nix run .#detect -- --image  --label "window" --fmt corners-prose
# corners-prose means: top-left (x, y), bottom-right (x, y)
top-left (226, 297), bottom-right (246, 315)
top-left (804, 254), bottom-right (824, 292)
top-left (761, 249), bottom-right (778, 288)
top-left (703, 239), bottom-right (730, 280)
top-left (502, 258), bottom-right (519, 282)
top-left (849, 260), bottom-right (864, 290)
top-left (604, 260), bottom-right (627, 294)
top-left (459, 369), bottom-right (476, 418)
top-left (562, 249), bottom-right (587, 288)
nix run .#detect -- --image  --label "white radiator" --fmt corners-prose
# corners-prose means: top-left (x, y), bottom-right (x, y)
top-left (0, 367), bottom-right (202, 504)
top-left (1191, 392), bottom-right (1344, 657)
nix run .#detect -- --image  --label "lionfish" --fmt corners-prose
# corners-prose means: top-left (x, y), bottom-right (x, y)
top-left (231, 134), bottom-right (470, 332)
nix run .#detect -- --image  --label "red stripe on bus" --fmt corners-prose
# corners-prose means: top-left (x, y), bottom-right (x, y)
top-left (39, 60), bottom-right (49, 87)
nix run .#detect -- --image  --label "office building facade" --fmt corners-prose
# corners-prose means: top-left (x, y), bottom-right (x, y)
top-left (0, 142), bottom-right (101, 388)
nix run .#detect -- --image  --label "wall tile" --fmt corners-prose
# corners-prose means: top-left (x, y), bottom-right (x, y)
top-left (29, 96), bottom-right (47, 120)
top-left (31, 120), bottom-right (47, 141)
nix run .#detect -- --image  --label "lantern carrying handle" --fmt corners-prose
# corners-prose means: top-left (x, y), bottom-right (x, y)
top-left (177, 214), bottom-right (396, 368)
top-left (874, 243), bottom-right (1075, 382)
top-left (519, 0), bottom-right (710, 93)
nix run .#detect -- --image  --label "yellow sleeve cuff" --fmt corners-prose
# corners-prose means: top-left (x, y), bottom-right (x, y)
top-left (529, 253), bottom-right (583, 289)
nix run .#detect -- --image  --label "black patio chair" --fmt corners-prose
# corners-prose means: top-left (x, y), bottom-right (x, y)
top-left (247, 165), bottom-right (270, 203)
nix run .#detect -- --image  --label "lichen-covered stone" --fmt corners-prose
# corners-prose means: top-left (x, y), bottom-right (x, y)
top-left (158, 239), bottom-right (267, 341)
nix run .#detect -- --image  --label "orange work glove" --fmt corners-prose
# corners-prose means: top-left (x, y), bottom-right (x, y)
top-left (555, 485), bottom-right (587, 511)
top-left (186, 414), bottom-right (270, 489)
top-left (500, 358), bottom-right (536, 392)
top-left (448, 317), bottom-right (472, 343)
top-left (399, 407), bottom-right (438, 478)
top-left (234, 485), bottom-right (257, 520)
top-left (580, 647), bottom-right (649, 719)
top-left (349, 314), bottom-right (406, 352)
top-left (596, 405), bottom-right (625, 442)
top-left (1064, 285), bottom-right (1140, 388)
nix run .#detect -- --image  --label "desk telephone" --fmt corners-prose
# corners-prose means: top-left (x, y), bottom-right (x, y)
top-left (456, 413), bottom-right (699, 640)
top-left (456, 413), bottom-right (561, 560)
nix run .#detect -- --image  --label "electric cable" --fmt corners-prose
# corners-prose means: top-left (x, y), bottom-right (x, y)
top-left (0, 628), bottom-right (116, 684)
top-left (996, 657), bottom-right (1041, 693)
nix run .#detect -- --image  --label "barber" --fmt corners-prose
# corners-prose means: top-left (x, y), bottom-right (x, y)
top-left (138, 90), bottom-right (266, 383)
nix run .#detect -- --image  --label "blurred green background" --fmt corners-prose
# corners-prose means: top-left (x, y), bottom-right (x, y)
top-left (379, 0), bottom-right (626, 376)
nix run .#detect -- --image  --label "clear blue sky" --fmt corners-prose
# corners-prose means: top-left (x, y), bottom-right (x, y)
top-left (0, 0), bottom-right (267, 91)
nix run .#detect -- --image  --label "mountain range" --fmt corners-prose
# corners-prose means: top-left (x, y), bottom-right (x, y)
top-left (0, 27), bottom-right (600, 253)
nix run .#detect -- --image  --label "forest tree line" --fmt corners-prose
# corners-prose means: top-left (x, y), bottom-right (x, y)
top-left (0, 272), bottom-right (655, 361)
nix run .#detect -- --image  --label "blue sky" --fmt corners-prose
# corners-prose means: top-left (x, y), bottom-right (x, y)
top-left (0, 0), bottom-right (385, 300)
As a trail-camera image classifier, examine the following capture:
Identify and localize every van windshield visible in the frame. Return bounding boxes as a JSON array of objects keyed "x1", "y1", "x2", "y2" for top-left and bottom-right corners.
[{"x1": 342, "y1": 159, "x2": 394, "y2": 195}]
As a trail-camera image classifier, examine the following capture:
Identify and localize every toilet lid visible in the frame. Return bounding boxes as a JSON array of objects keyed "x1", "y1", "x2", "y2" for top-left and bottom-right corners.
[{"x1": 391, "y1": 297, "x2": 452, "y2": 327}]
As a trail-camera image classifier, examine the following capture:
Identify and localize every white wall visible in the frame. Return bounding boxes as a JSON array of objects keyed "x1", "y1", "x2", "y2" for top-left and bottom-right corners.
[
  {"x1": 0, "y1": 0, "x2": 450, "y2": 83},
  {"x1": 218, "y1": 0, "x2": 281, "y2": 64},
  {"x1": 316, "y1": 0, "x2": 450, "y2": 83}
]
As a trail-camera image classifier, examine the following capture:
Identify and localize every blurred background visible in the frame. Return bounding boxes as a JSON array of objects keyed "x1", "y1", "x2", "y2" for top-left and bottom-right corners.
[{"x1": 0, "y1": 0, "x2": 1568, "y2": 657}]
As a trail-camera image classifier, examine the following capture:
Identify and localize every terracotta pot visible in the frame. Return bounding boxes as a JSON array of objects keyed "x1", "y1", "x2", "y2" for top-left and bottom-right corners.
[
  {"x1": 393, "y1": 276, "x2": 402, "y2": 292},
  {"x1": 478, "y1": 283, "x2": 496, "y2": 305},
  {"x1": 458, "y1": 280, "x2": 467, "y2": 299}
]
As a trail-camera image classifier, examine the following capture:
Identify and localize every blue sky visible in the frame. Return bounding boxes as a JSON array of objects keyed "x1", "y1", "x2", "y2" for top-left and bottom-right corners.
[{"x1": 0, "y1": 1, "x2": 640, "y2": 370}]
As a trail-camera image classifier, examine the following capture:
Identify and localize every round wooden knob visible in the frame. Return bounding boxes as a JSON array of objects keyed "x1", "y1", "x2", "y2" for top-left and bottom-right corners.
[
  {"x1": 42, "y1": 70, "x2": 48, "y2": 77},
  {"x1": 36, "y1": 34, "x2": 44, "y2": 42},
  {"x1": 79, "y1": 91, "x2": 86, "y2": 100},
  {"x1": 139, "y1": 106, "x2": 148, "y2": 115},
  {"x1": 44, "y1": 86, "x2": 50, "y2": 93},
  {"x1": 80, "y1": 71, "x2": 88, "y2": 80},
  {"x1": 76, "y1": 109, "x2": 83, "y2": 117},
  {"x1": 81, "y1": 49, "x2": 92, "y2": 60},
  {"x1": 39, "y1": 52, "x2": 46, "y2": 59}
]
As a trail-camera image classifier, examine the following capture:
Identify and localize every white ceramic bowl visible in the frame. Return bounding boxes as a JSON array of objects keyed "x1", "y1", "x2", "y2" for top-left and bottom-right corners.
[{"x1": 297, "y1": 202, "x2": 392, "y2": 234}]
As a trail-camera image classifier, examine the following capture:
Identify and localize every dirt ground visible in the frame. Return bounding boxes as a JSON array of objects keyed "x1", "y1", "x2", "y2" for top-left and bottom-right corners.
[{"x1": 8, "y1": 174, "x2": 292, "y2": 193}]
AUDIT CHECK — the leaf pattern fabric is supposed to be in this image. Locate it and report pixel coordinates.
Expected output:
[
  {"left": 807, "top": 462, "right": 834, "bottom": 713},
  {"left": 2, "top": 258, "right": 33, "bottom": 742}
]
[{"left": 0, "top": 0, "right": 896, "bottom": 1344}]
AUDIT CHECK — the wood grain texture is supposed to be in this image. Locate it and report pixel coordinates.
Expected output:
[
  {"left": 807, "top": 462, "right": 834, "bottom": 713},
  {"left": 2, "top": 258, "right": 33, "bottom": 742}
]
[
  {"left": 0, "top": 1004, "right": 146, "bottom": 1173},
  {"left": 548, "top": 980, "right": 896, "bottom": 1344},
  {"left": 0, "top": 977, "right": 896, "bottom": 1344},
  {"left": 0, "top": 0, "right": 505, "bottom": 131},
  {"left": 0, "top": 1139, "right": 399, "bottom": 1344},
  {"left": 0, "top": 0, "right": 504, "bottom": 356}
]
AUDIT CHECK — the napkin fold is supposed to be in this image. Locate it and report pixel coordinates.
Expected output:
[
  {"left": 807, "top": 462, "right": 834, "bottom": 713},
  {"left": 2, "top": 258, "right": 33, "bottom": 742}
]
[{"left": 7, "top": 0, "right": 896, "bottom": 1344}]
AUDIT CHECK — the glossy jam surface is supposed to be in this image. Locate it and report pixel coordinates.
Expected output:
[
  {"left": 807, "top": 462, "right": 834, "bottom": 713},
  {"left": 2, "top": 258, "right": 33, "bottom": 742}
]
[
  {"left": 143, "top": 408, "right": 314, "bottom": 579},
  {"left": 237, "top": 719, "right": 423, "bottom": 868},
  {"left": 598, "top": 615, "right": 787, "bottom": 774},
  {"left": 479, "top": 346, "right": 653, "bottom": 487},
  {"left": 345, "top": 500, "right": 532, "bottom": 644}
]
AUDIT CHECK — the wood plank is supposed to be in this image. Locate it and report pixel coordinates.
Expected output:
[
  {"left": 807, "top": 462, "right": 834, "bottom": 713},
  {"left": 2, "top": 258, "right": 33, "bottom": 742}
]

------

Work to do -
Please put the lines from the start of the records through the line containing "top-left (519, 0), bottom-right (710, 93)" into a numbered list, with blank lines left out.

Output of the exercise -
1. nix run .#detect -- --image  --label "window" --fmt corners-prose
2. # corners-prose means: top-left (x, y), bottom-right (x, y)
3. top-left (226, 297), bottom-right (246, 315)
4. top-left (804, 254), bottom-right (824, 292)
5. top-left (761, 249), bottom-right (778, 288)
6. top-left (703, 239), bottom-right (730, 280)
7. top-left (502, 258), bottom-right (519, 282)
8. top-left (849, 260), bottom-right (864, 290)
9. top-left (604, 260), bottom-right (627, 294)
10. top-left (459, 369), bottom-right (476, 418)
11. top-left (562, 249), bottom-right (587, 288)
12. nix run .#detect -- --image  --label "white radiator" --fmt corners-prose
13. # corners-prose means: top-left (x, y), bottom-right (x, y)
14. top-left (0, 367), bottom-right (202, 504)
15. top-left (1191, 392), bottom-right (1344, 657)
16. nix run .#detect -- --image  --label "lionfish" --fmt corners-prose
17. # corners-prose means: top-left (x, y), bottom-right (x, y)
18. top-left (231, 134), bottom-right (470, 332)
19. nix run .#detect -- --image  --label "red stripe on bus" --fmt corners-prose
20. # corners-prose means: top-left (x, y), bottom-right (x, y)
21. top-left (39, 60), bottom-right (49, 87)
22. nix run .#detect -- --image  --label "office building facade" --fmt corners-prose
23. # corners-prose means: top-left (x, y), bottom-right (x, y)
24. top-left (0, 142), bottom-right (101, 388)
25. nix run .#detect -- --image  --label "wall tile" --fmt corners-prose
26. # corners-prose means: top-left (x, y), bottom-right (x, y)
27. top-left (29, 96), bottom-right (47, 120)
28. top-left (31, 120), bottom-right (47, 141)
29. nix run .#detect -- --image  --label "lantern carrying handle" --fmt corners-prose
30. # corners-prose means: top-left (x, y), bottom-right (x, y)
31. top-left (177, 214), bottom-right (396, 368)
32. top-left (874, 243), bottom-right (1075, 382)
33. top-left (519, 0), bottom-right (710, 93)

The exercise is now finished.